Goal: Every line below must be reproduced exactly. Copy them all.

Entries shown:
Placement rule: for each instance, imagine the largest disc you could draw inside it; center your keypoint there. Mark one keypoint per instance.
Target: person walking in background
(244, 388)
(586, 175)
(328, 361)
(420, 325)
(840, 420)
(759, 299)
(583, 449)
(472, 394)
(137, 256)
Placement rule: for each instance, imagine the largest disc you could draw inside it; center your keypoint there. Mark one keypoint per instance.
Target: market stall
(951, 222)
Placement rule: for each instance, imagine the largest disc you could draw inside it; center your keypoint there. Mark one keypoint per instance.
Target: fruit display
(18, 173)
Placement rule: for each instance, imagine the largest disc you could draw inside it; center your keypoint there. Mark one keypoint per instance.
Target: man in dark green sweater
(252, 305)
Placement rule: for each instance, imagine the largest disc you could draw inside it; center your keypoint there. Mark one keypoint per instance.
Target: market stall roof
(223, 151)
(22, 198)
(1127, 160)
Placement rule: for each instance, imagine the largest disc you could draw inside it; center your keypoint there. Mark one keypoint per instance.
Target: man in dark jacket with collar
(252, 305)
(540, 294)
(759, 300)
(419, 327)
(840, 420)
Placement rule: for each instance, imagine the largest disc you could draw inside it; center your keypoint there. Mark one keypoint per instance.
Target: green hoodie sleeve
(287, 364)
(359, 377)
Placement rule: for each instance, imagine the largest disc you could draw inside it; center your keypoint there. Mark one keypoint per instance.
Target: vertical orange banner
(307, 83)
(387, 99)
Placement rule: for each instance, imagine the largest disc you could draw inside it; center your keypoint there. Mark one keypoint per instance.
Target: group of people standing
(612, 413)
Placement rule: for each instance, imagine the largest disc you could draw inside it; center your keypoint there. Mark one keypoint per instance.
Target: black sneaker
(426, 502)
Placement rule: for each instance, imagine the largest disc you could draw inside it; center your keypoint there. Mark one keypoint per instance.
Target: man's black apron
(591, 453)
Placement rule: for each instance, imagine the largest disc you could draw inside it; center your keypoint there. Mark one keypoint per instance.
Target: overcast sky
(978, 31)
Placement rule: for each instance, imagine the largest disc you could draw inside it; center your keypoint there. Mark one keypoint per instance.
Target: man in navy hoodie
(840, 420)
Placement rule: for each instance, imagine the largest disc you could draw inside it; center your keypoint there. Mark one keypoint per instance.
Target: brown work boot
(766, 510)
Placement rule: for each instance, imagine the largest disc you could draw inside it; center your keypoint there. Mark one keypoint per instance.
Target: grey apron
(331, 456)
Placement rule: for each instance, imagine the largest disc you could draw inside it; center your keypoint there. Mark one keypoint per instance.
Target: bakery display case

Answer to the exercise:
Placement rule: for each instance, imagine the largest disc you could draw inside it; center your keypoint there. Mark one keypoint per instance.
Target: person walking in background
(244, 388)
(586, 175)
(328, 361)
(420, 325)
(840, 420)
(759, 299)
(583, 449)
(472, 394)
(137, 256)
Placement rule: for each instance, imagine the largest disc you could draw inside it; center your keypoint there. Mark one keypoint per instance.
Target: market stall
(951, 222)
Placement rule: for each instance, imagine the largest disc you could draw inside it; center your keypoint there. Mark one keypoint per instance.
Target: fruit display
(18, 173)
Placement rule: for each instance, imagine the largest disc you could draw inside it; center your keypoint there. Mark one keypoint per instance.
Target: man in dark green sweater
(252, 305)
Placement rule: for each instance, imagine the largest disc you could draw inside it; center your keypoint there. Mark one keypoint per instance.
Target: market stall roof
(223, 151)
(22, 198)
(1127, 160)
Placement rule: for each instance, imagine the largest disc you could draw inside it; center your keypoint there. Mark one keypoint per instance.
Target: man in dark jacket with collar
(252, 305)
(540, 294)
(759, 300)
(419, 327)
(840, 420)
Placement rule: for each instance, imagine the largest disc you could draw inside it; center your keypoint there. Mark one keypoint per instance.
Target: green hoodie sleeve
(287, 364)
(359, 377)
Placement rule: for each instance, imagine the largest disc you could draw inside it; center your keypoint there. Mark one keypoint per instance.
Target: vertical orange banner
(307, 83)
(387, 99)
Placement rule: for each instance, imagine the largest disc you could draw inside it; center your keypoint there. Mark one keypoint per instance.
Target: group of people standing
(612, 413)
Placement rule: for each instance, imagine the largest disc you could draw inside it; center your keypoint there. Mark one keypoint per instance.
Target: black sneaker
(426, 502)
Placement rule: for each instance, imagine the largest disc you could draw inside it; center your keypoint there. Mark one keypoint per instance.
Target: man's black apron
(591, 453)
Placement rule: for each instance, imagine the largest disc you could draw inside it; center your keypoint there. Mark one keypoint per instance.
Target: overcast sky
(978, 31)
Placement rule: for each instance, imagine the largest disc you could draw inside it; center your keypoint there. Mark one keypoint per instance.
Target: man in navy hoodie
(840, 420)
Placement rule: for each instance, imagine the largest disc you could draw inside it; center your keypoint there. Mark one keypoint per instance.
Target: brown work boot
(766, 510)
Placement rule: for each instance, imagine the largest disc you could draw inside it; center your keypoint there. Mark one keypoint per instance.
Target: grey apron
(331, 456)
Placement rule: for each instance, imagine the largest disc you could draw inside it; center your keypoint there. Mark one keypoint per instance.
Target: bakery display case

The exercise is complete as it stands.